--- BEGIN Excerpt provided ---
Biostatistics For Dummies (Monika Wahi John Pezzullo)

You may also want to include separate fields to hold prefixes (Mr., Mrs., Dr., and so on) and suffixes

(Jr., III, PhD, and so forth).

Addresses should be stored in separate fields for street, city, state (or province), ZIP code (or

comparable postal code).

Collecting categorical data in your research database

Setting up your data collection forms and database tables for categorical data requires more thought

than you may expect. You may assume you already know how to record and enter categorical data. You

just type in the values — such as “United States,” “nurse,” or “Stage I” — right? Wrong! (But wouldn’t

it be nice if it were that simple?) The following sections look at some of the issues you have to

address when storing categorical values as research data.
--- END Excerpt provided ---
--- BEGIN Supplied data ---
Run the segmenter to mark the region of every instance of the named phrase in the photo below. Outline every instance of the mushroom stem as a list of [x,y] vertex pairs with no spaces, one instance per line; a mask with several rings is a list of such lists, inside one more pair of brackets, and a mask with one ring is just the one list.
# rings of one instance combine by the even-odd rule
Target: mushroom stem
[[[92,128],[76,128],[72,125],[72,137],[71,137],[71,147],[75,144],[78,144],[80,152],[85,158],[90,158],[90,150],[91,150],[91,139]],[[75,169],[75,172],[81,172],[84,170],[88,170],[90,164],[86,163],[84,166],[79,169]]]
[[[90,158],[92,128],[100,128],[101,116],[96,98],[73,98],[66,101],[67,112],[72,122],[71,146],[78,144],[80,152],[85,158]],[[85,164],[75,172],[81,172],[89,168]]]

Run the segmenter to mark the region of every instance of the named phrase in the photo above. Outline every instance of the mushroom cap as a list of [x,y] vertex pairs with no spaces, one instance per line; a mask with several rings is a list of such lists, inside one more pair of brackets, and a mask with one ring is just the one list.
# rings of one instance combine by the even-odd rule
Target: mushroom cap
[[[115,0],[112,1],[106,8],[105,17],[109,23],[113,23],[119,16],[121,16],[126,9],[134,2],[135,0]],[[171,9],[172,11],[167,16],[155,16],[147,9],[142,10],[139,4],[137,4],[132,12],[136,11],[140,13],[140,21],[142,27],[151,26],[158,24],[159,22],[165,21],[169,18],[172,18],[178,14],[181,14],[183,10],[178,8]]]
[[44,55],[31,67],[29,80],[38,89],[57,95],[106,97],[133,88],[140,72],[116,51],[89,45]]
--- END Supplied data ---
Please continue the passage on storing categorical values in a research database, starting after its last sentence.

* [Answer for the task]
Carefully coding categories

The first issue you need to decide is how to code the categories. How are you going to store the values

in the research database? Do you want to enter the type of care provider as nurse, physician, or social

worker; or as N, P, or SW; or as 1 = nurse, 2 = physician, and 3 = social worker; or in some other

manner? Most modern statistical software can analyze categorical data with any of these

representations, but it is easiest for the analyst if you code the variables using numbers to represent the

categories. Software like SPSS, SAS, and R lets you specify a connection between number and text

(for example, attaching a label to 1 to make it display Nurse on statistical output) so you can store

categories using a numerical code while also displaying what the code means on statistical output. In

general, best practices are to set conventions and be consistent, and make sure the content and meaning

of each variable is documented. You can also attach variable labels.

Nothing is worse than having to deal with a data set in which a categorical variable has been

stored with numerical codes, but there is no key to the codes and the person who created the data

set is no longer available. This is why maintaining a data dictionary — described later in this

chapter in “Creating a File that Describes Your Data File” — is a critical step for ensuring you

analyze your research data properly.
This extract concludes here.